» What is being asked
Retype every line of the entries below without changing anything.

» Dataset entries
┄┄┄┄┄┄

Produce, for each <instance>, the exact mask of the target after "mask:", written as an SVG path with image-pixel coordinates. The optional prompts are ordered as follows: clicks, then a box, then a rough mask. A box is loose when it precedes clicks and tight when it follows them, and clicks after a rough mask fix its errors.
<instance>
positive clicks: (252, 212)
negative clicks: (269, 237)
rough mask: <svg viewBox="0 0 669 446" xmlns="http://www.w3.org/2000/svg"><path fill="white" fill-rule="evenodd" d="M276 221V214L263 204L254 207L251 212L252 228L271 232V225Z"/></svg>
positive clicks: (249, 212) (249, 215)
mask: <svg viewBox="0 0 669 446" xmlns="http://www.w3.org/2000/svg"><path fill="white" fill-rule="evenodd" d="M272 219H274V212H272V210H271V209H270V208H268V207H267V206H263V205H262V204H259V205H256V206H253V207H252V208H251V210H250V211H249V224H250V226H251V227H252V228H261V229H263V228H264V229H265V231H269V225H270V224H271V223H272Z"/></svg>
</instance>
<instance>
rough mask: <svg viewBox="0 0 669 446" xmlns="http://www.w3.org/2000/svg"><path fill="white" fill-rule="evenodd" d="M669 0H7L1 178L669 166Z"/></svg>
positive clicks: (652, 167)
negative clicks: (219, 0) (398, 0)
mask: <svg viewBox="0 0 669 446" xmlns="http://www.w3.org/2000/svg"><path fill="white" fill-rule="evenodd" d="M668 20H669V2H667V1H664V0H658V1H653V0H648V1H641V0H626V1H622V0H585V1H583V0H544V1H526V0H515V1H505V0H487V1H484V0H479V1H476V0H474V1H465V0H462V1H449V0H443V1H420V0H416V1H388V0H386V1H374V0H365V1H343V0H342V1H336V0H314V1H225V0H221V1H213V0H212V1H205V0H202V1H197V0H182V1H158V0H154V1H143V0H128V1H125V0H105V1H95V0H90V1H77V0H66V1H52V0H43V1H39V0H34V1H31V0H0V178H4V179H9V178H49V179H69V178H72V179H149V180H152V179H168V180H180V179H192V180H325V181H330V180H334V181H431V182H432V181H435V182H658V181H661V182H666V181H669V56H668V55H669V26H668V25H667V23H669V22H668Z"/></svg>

┄┄┄┄┄┄

» Result of the exercise
Produce, for each <instance>, the exact mask of the target after "mask:", written as an SVG path with image-pixel coordinates. The optional prompts are ordered as follows: clicks, then a box, then a rough mask. A box is loose when it precedes clicks and tight when it follows them, and clicks after a rough mask fix its errors.
<instance>
positive clicks: (252, 212)
negative clicks: (269, 237)
rough mask: <svg viewBox="0 0 669 446" xmlns="http://www.w3.org/2000/svg"><path fill="white" fill-rule="evenodd" d="M276 221V214L263 204L254 207L251 212L252 228L271 232V225Z"/></svg>
positive clicks: (249, 212) (249, 215)
mask: <svg viewBox="0 0 669 446" xmlns="http://www.w3.org/2000/svg"><path fill="white" fill-rule="evenodd" d="M272 219H274V212H272V210H271V209H270V208H268V207H267V206H263V205H262V204H259V205H256V206H253V207H252V208H251V210H250V211H249V224H250V226H251V227H252V228H261V229H263V228H264V229H265V231H269V225H270V224H271V223H272Z"/></svg>
</instance>
<instance>
rough mask: <svg viewBox="0 0 669 446" xmlns="http://www.w3.org/2000/svg"><path fill="white" fill-rule="evenodd" d="M669 0H7L1 178L669 166Z"/></svg>
positive clicks: (652, 167)
negative clicks: (219, 0) (398, 0)
mask: <svg viewBox="0 0 669 446" xmlns="http://www.w3.org/2000/svg"><path fill="white" fill-rule="evenodd" d="M668 20H669V2H667V1H664V0H658V1H653V0H648V1H641V0H626V1H622V0H585V1H583V0H544V1H526V0H515V1H505V0H487V1H484V0H479V1H476V0H474V1H465V0H462V1H449V0H443V1H420V0H416V1H388V0H386V1H374V0H365V1H343V0H342V1H336V0H314V1H225V0H221V1H213V0H212V1H205V0H202V1H197V0H182V1H158V0H154V1H143V0H128V1H125V0H105V1H95V0H90V1H77V0H66V1H52V0H43V1H39V0H34V1H31V0H0V178H4V179H9V178H49V179H69V178H72V179H149V180H152V179H168V180H180V179H192V180H325V181H330V180H334V181H431V182H432V181H435V182H658V181H661V182H666V181H669V56H668V55H669V26H668V25H667V23H669V22H668Z"/></svg>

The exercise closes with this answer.